> _AIM OF THE TASK_: Reproduce the data below verbatim, starting with its first line and ending with the line that contains "x=247 y=328", including that line.

> _DATASET ENTRIES_:
_ _ _

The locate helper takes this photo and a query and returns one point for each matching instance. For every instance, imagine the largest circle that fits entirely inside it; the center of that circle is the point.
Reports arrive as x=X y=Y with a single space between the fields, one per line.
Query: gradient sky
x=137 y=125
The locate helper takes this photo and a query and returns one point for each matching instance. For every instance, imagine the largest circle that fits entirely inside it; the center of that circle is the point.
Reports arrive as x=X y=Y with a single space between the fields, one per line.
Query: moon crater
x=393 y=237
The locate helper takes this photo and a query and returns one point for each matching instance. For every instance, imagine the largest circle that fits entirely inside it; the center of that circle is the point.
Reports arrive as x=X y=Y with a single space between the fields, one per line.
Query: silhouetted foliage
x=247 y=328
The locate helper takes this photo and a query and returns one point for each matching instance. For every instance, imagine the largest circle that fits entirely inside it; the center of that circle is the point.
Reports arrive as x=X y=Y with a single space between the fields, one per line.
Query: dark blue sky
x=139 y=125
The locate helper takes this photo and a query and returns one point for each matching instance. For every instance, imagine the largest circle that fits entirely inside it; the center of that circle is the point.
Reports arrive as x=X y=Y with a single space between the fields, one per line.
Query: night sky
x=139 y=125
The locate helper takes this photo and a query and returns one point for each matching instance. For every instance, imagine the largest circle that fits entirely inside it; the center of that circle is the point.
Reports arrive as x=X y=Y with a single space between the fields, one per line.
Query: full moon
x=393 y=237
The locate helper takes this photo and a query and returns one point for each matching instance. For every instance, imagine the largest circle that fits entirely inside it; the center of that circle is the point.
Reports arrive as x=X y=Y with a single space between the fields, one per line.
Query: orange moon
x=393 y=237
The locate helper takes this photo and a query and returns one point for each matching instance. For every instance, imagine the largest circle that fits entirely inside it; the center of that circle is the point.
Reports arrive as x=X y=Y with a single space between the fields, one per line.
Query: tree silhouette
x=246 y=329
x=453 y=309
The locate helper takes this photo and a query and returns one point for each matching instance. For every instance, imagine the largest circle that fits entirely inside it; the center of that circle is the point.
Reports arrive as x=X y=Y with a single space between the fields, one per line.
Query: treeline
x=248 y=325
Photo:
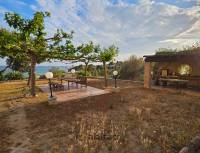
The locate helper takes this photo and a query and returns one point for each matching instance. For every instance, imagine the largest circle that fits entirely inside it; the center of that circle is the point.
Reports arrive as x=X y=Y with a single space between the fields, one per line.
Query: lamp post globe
x=73 y=71
x=115 y=73
x=114 y=61
x=49 y=75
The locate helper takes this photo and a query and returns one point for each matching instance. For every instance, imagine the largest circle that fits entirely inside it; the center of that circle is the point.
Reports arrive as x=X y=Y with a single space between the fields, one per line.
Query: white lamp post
x=49 y=75
x=73 y=71
x=115 y=73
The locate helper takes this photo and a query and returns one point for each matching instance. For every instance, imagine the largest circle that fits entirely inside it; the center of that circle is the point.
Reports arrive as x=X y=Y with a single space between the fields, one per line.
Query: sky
x=137 y=27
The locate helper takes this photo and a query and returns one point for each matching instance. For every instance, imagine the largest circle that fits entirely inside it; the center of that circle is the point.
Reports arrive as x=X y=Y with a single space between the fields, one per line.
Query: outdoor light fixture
x=114 y=61
x=115 y=73
x=49 y=75
x=73 y=71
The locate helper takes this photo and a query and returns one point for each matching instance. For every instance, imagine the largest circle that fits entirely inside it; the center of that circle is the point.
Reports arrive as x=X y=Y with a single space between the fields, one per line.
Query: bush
x=82 y=73
x=2 y=77
x=132 y=69
x=13 y=75
x=57 y=72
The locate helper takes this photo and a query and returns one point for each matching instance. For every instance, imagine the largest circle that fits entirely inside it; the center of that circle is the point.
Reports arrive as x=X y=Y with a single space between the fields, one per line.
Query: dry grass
x=135 y=120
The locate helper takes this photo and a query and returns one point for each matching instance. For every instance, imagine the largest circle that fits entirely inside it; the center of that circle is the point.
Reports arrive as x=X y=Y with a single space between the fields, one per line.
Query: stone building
x=173 y=67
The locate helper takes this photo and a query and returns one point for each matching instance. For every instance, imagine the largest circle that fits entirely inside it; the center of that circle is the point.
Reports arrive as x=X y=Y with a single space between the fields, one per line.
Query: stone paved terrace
x=74 y=92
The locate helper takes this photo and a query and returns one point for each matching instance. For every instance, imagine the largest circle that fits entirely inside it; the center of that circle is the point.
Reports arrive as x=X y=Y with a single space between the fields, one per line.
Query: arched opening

_ _ _

> _ANSWER TO THE PROBLEM_:
The locate helper takes this photo and a query and returns one point for each matching instance. For every instance, imagine the largest circle that fits entirely inside it; the center of that circle is the point.
Reports arrive as x=X y=Y with a single space between the fields, one per line.
Query: gradient sky
x=137 y=125
The locate helper takes this photo and a query and returns one point for each matching instance. For every instance, imagine the largest circle that fits entirely inside it; the center of that circle is the point.
Reports arrive as x=X y=Y with a single space between the fields, one per line.
Query: moon crater
x=393 y=237
The locate helper takes this photo and a query and returns one point for each matching instance. For every instance, imagine the largest circle that fits entirely inside it; the center of that circle is the point.
Reports arrive as x=X y=Y with a single space between the fields, one per line.
Query: silhouetted foliage
x=247 y=328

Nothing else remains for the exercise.